* Your objective:
In the blog post below, condense the paragraph that begins "The New York portion of our trip" into a bulleted list of its main facts.

* Text for analysis:
Saturday, July 9, 2011

Spending Time with a Friend

While Quinn was away last night at a birthday slumber party, and then another birthday party today, we took Riley to a local Japanese Bazaar. His friend was going to be there, and thought it would be fun for Riley to hang out with him while Kevin and I walked around.

Success! Riley enjoyed seeing his friend. There were games set up for the kids, so we bought him some tickets and let him be. It is always nice to see Riley enjoy something. No stomach aches, no complaining, just pure enjoyment.

The New York portion of our trip was a bit much for Riley. I don't think he was comfortable in NY, at all. He said he felt so small in such a big city. I think he enjoyed the things we did, but not all of the walking. He'd had the episode at the Metropolitan Museum of Art, with his toe, and it all went downhill for him from there. He did not enjoy the crowd for the 4th of July, and complained of a stomach ache. He had A LOT of stomach aches on this part of the trip. He has a physical on Monday, and I am going to ask his doctor about anxiety. I think he has anxiety issues, which causes the stomach aches. He even complained of a stomach ache in the cab, on the way to the airport. Once at the airport, and since then, no stomach aches. Things that make you go...hmmmmm.

Also, when we got home there was a letter waiting for us, from the Regional Center. Riley's turn is finally up! I called right away and talked to his case manager. We meet with her on July 26, and then I guess we go from there. Finally!! I am anxiously awaiting that appointment. They will do some testing for us. We are still keeping our Stanford appointment (whenever that will be), but this will help for now. In addition, we have decided to let Riley skip Scout camp this summer. He really doesn't want to go. He got sick there last year (anxiety I believe, now that I think about it), and now he doesn't want to go. I am not going to force him. We'll just get our money back, and then he'll stay home. Quinn goes at the same time Riley would have gone, so we will find some things to do, just the two of us-Kevin is going with Quinn for the first part of the week.

Saturday, July 2, 2011

We did not write this. It was just a coincidence that somebody else named Riley was having a party at Central Park, the same day we walked through with our Riley.

* Dataset extract:
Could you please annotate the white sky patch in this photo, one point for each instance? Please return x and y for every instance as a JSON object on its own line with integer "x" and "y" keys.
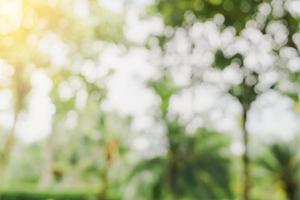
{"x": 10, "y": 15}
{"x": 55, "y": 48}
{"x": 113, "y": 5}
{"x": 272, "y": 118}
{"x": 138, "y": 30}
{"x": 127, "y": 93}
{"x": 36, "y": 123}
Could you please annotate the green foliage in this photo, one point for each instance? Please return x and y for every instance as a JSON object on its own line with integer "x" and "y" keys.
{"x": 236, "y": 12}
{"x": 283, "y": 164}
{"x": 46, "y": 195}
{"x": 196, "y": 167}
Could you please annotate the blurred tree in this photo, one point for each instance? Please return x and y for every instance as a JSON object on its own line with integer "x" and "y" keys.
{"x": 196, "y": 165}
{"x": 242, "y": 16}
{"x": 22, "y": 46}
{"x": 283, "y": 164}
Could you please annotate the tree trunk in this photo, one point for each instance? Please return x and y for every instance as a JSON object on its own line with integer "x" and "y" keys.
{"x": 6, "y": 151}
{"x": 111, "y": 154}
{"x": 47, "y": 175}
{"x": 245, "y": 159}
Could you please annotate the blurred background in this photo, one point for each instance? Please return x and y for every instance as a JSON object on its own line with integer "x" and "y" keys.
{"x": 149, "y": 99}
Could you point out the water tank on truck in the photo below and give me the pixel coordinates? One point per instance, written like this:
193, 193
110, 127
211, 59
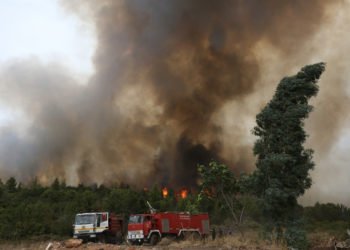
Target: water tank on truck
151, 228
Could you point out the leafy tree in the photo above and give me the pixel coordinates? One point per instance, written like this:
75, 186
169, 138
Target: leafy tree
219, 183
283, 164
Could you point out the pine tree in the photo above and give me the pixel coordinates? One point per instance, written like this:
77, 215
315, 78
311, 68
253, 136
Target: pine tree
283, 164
---
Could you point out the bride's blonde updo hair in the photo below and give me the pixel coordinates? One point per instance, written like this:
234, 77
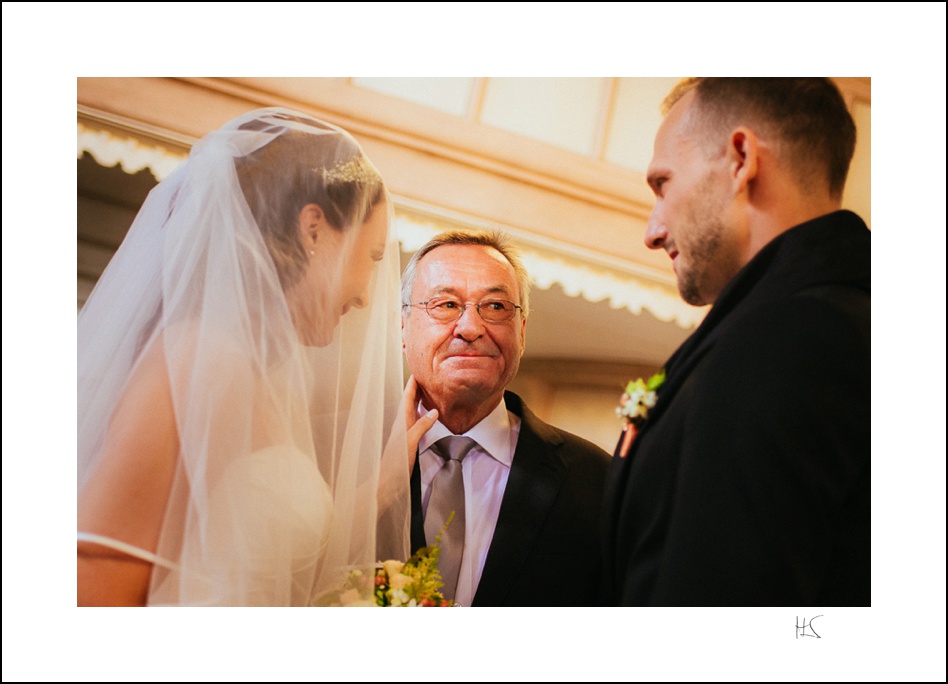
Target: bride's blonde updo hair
* * *
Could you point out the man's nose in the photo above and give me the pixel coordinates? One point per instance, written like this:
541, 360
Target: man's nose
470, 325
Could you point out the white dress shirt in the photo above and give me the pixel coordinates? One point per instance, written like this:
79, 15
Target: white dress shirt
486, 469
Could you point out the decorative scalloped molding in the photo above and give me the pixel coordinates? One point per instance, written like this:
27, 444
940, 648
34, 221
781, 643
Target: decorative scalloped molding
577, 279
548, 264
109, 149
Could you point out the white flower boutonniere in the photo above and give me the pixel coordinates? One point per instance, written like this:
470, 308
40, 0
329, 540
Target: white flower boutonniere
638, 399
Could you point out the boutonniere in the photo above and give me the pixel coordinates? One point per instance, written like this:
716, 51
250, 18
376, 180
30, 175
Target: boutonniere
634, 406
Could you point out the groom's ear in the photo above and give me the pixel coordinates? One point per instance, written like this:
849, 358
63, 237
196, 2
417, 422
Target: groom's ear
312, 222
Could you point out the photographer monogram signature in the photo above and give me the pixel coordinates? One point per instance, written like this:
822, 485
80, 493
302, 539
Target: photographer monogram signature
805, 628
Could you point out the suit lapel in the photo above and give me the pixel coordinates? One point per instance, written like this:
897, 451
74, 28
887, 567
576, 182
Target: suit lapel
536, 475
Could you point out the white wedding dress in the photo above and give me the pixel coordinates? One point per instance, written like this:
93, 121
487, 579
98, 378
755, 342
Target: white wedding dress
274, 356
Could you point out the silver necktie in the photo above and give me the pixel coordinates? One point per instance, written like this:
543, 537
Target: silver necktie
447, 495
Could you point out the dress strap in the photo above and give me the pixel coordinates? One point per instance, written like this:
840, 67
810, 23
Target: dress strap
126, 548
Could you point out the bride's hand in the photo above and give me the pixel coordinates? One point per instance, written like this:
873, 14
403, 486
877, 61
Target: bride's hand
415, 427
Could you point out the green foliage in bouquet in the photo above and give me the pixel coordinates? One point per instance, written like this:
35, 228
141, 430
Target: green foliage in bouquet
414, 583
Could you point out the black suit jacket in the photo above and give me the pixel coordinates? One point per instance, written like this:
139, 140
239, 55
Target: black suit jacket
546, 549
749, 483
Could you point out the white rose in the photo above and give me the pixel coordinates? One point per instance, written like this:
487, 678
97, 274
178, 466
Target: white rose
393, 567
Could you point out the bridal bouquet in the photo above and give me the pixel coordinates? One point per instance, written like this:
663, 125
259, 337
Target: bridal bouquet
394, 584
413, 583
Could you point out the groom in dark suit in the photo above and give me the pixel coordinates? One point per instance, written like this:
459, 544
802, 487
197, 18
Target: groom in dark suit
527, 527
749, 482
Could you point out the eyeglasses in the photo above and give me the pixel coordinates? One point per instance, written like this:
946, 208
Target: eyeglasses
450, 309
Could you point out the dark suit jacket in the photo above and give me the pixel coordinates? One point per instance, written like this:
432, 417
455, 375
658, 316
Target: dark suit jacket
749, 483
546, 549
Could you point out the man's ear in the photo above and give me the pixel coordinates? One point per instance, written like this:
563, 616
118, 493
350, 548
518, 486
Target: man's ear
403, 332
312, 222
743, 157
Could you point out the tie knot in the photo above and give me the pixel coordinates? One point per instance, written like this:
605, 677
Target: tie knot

* Output of the task:
- The New York part of the trip was a bit much for Riley. He didn't seem comfortable there and said he felt small in such a big city.
- He seemed to enjoy the activities but not all the walking.
- After the episode with his toe at the Metropolitan Museum of Art, things went downhill for him.
- He disliked the 4th of July crowd and had many stomach aches, including one in the cab on the way to the airport.
- He has had no stomach aches since reaching the airport.
- At his physical on Monday, I plan to ask his doctor about anxiety, which I suspect is causing the stomach aches.